Work to be completed –
Everything in the records below should be set down again, word for word.
=== Section Start ===
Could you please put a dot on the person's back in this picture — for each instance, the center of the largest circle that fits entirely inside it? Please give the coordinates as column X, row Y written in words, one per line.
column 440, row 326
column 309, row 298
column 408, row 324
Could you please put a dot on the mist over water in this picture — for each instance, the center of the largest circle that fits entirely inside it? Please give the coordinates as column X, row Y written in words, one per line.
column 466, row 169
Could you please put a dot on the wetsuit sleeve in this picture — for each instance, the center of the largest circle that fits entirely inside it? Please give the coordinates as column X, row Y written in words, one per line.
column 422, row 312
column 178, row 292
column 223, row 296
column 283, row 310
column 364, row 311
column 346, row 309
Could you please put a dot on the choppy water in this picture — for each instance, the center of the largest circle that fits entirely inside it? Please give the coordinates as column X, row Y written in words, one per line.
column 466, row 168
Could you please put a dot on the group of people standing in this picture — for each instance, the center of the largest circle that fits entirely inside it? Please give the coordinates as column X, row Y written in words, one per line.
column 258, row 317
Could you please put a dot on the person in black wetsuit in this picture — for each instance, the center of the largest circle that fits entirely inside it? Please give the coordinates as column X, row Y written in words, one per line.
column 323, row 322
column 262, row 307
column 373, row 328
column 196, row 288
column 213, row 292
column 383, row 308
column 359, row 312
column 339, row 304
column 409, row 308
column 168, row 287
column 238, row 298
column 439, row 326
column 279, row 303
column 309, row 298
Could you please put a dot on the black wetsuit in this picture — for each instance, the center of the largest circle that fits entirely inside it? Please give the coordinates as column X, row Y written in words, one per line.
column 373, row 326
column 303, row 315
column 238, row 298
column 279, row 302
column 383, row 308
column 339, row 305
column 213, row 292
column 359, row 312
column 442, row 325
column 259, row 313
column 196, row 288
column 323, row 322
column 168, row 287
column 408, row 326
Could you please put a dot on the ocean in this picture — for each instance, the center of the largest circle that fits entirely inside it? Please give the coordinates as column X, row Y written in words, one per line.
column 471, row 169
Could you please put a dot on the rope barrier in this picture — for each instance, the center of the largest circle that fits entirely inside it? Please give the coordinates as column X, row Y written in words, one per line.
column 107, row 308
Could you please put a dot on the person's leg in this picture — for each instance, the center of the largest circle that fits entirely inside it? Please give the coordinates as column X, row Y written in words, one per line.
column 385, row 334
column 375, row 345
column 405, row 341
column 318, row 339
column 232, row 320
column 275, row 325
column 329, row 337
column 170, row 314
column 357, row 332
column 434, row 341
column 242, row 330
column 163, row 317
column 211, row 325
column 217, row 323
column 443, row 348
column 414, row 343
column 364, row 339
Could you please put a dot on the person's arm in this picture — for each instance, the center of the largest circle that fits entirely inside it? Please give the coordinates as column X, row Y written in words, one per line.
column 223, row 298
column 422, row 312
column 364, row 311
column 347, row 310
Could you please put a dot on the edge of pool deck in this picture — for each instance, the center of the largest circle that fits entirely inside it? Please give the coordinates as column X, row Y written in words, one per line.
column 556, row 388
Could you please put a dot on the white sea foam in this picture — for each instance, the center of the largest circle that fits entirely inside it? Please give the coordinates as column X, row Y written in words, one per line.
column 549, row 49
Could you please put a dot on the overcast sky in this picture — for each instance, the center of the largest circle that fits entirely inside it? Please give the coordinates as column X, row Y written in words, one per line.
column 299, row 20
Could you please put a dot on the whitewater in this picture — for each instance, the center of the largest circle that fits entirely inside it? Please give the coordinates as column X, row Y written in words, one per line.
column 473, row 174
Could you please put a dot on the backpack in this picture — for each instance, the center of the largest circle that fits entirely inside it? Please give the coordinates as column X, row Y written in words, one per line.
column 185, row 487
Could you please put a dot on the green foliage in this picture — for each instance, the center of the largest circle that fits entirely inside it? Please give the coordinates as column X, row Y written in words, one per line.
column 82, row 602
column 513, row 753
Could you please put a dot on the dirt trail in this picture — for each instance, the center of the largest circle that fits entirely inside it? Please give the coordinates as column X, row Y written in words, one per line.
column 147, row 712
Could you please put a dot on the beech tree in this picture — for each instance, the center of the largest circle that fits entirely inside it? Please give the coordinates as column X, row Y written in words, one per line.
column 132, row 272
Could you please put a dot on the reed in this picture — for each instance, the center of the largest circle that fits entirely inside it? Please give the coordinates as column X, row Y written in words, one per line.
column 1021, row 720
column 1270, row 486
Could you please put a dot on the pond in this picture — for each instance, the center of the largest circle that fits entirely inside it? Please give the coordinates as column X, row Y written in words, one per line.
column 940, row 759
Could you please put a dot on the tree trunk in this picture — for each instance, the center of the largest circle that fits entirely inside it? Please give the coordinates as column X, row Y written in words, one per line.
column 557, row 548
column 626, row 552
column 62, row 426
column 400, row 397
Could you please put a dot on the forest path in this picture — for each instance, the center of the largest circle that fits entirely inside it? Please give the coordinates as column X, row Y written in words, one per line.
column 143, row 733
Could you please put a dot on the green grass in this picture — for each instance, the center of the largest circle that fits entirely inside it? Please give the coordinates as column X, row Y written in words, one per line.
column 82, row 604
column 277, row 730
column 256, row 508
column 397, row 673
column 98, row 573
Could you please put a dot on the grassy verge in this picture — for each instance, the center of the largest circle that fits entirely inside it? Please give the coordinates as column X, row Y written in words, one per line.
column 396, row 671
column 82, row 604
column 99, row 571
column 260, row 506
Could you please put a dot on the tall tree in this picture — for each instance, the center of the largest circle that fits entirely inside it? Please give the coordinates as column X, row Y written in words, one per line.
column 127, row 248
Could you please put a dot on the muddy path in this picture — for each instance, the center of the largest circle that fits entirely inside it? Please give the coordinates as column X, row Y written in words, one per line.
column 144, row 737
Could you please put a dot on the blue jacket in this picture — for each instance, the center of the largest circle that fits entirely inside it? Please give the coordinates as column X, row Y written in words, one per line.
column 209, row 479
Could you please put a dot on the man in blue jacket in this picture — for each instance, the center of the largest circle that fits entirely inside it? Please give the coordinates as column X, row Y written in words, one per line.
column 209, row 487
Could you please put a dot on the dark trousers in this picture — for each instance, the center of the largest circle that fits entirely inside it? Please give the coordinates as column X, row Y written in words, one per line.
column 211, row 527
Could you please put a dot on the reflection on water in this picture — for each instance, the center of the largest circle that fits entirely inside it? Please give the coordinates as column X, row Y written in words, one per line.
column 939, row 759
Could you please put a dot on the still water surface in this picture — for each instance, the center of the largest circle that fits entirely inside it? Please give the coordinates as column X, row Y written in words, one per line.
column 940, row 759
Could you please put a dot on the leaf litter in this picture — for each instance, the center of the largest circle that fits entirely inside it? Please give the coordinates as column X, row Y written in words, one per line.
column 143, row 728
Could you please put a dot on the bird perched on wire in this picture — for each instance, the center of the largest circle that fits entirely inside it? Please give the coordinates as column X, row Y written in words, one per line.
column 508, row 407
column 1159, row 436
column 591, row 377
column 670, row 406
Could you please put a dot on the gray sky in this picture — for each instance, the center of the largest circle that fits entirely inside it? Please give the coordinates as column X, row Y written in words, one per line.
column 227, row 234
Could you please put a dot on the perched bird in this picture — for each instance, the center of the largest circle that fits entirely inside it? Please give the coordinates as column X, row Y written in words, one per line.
=== Section End ===
Expected answer –
Could you please put a dot on the person's back in this picture — for each instance, the center of the largest circle that fits entirely inside it? Please give the coordinates as column X, row Y written in words, one per line.
column 440, row 326
column 309, row 298
column 408, row 324
Could you please put a dot on the mist over water in this picture — for each instance, the center of the largest circle that fits entirely inside it? Please give the coordinates as column X, row Y written in words, one per line.
column 466, row 169
Could you please put a dot on the wetsuit sleeve in this picture — for each instance, the center of the largest circle that fits entirely inside it? Please give the coordinates as column X, row Y written in words, one per line.
column 422, row 312
column 178, row 292
column 223, row 296
column 283, row 310
column 364, row 311
column 346, row 309
Could you please put a dot on the choppy water in this picture — for each instance, the center of the largest circle that fits entirely inside it? Please give the coordinates as column X, row Y written in words, one per line.
column 466, row 168
Could you please put a dot on the group of people standing in this picture — for each instance, the center of the largest circle that fits entirely inside it? Please give the coordinates as column X, row Y written in words, one per line.
column 258, row 317
Could you please put a dot on the person in black wetsuit in this picture — for each instance, the center of the largest circle that fits entirely inside it? Please give the coordinates as column X, row Y written in words, one per line.
column 323, row 322
column 262, row 307
column 373, row 328
column 196, row 288
column 213, row 292
column 383, row 308
column 359, row 312
column 339, row 304
column 409, row 308
column 168, row 287
column 238, row 298
column 439, row 326
column 279, row 303
column 309, row 298
Could you please put a dot on the black wetsuit in this picture — for each instance, the center of the largest circle that fits entirely inside it? Please give the coordinates as column X, row Y written in words, one per line.
column 373, row 326
column 303, row 315
column 238, row 298
column 279, row 302
column 383, row 308
column 339, row 305
column 213, row 292
column 359, row 312
column 442, row 325
column 259, row 313
column 196, row 288
column 323, row 322
column 168, row 287
column 408, row 326
Could you please put a dot on the ocean in this picture — for each instance, the center of the largest circle that fits entirely inside it? Please give the coordinates as column X, row Y written in words, one per line.
column 471, row 169
Could you please put a dot on the rope barrier in this picture — for each instance, the center of the largest circle that fits entirely inside it? Please give the coordinates as column X, row Y written in words, one per line.
column 107, row 308
Could you please put a dot on the person's leg in this picture — for each instance, the center of the largest circle that fits entirely inside it? Please give the coordinates as column X, row Y written in words, one per line.
column 385, row 334
column 375, row 345
column 405, row 341
column 318, row 339
column 232, row 320
column 275, row 325
column 329, row 337
column 170, row 314
column 357, row 332
column 434, row 341
column 242, row 330
column 163, row 317
column 211, row 325
column 217, row 323
column 443, row 348
column 414, row 343
column 364, row 339
Could you please put a dot on the person's arm in this picture — for each instance, the center of the largest circle that fits entirely inside it? Please give the coordinates as column X, row Y written in words, one per line.
column 223, row 298
column 422, row 312
column 364, row 311
column 347, row 310
Could you please put a dot on the edge of pool deck in this picture — for each instance, the center of the largest circle that fits entirely inside it? Please give the coordinates as column X, row Y written in words, one per line.
column 556, row 388
Could you please put a dot on the white sea foam in this picture — for each instance, the center of the largest circle that fits entirely inside it? Please give the coordinates as column X, row Y written in words, one per line.
column 549, row 49
Could you please put a dot on the overcast sky in this picture — for each instance, the center of the largest circle that fits entirely inside it? Please give the coordinates as column X, row Y written in words, one per line.
column 299, row 20
Could you please put a dot on the whitewater in this picture — for each instance, the center of the largest circle that fits entirely inside it? Please give the coordinates as column X, row Y written in words, one per line.
column 473, row 174
Could you please put a dot on the backpack in this picture — for each instance, the center of the largest circle that fits entirely inside it? Please give the coordinates as column X, row Y written in words, one per line.
column 185, row 487
Could you please put a dot on the green foliage in this picture — for each instance, the center of the largest circle that fits entirely inside it? Please give the coordinates as column X, row Y written in words, one per line.
column 82, row 602
column 513, row 753
Could you please put a dot on the dirt trail in this picture — for each instance, the center of the largest circle that fits entirely inside it? Please give the coordinates as column X, row Y written in words, one per line.
column 147, row 712
Could you please put a dot on the beech tree in this picture — for each instance, the center of the largest circle that fits entirely inside it? Please give the coordinates as column X, row Y written in words, one per line.
column 132, row 272
Could you please put a dot on the reed in this picture — for each instance, the center of the largest circle that fits entirely inside it? Please give the coordinates as column X, row Y written in words, one per line.
column 1021, row 720
column 1270, row 486
Could you please put a dot on the pond in this picture — for each instance, the center of the largest circle that fits entirely inside it? Please give the coordinates as column X, row Y written in words, one per line.
column 940, row 759
Could you please put a dot on the tree trunk in this picture — for each instance, the center of the largest circle that fits entirely inside it? Please give the coordinates as column X, row Y written in words, one per line.
column 557, row 548
column 626, row 552
column 62, row 426
column 400, row 397
Could you please put a dot on the forest path in this picture — for each instance, the center of the largest circle that fits entirely inside it? Please give the coordinates as column X, row Y written in words, one per line.
column 143, row 733
Could you please put a dot on the green grass in this picture — for each instance, the center of the largest circle that fits entirely inside it? Please give the coordinates as column X, row Y written in words, one per line.
column 82, row 604
column 277, row 730
column 256, row 508
column 397, row 673
column 98, row 573
Could you please put a dot on the grassy verge in this picture — for each instance, the center of the largest circle that fits entirely inside it? Please give the coordinates as column X, row Y written in words, one per line.
column 396, row 671
column 82, row 604
column 99, row 571
column 260, row 506
Could you please put a dot on the tall tree in this picture — for each instance, the center of the largest circle that fits entirely inside it? Please give the coordinates as column X, row Y written in words, one per line.
column 127, row 248
Could you please put a dot on the muddy path in this picture — for each instance, the center of the largest circle that fits entirely inside it? Please give the coordinates as column X, row Y written in words, one per line.
column 144, row 737
Could you please put a dot on the blue jacket in this picture — for each instance, the center of the largest circle that fits entirely inside it? Please give the coordinates as column X, row Y written in words, one per line.
column 209, row 479
Could you please put a dot on the man in blue jacket in this picture — for each instance, the center of the largest circle that fits entirely inside it? Please give the coordinates as column X, row Y written in words, one per line.
column 209, row 487
Could you please put a dot on the dark trousers in this picture — for each instance, the center of the largest circle that fits entirely inside it? Please give the coordinates as column X, row Y written in words, one per line.
column 211, row 527
Could you please put a dot on the reflection on water in this picture — for each instance, the center of the largest circle that fits entirely inside it? Please give the coordinates as column X, row Y written in words, one per line.
column 939, row 759
Could you please put a dot on the still water surface in this picture — for each instance, the center of the largest circle that fits entirely inside it? Please give the coordinates as column X, row Y written in words, one per line.
column 940, row 759
Could you please put a dot on the leaf litter in this picture — for each instance, the center of the largest circle that fits entirely inside it? Please give the coordinates as column X, row Y written in words, one per line.
column 143, row 728
Could you please put a dot on the bird perched on wire in this picture — for each instance, the center of the largest circle that fits entirely inside it? Please give the coordinates as column X, row Y written in words, one per line.
column 508, row 407
column 1159, row 436
column 591, row 377
column 670, row 406
Could you please put a dot on the gray sky in this picture — for each instance, the center of the largest circle that fits entirely inside it? Please give the coordinates as column X, row Y written in words, one per line.
column 227, row 234
Could you please put a dot on the perched bird in this picture — for each instance, the center of the largest circle that fits entirely inside it? Please give the coordinates as column X, row Y written in words, one per line.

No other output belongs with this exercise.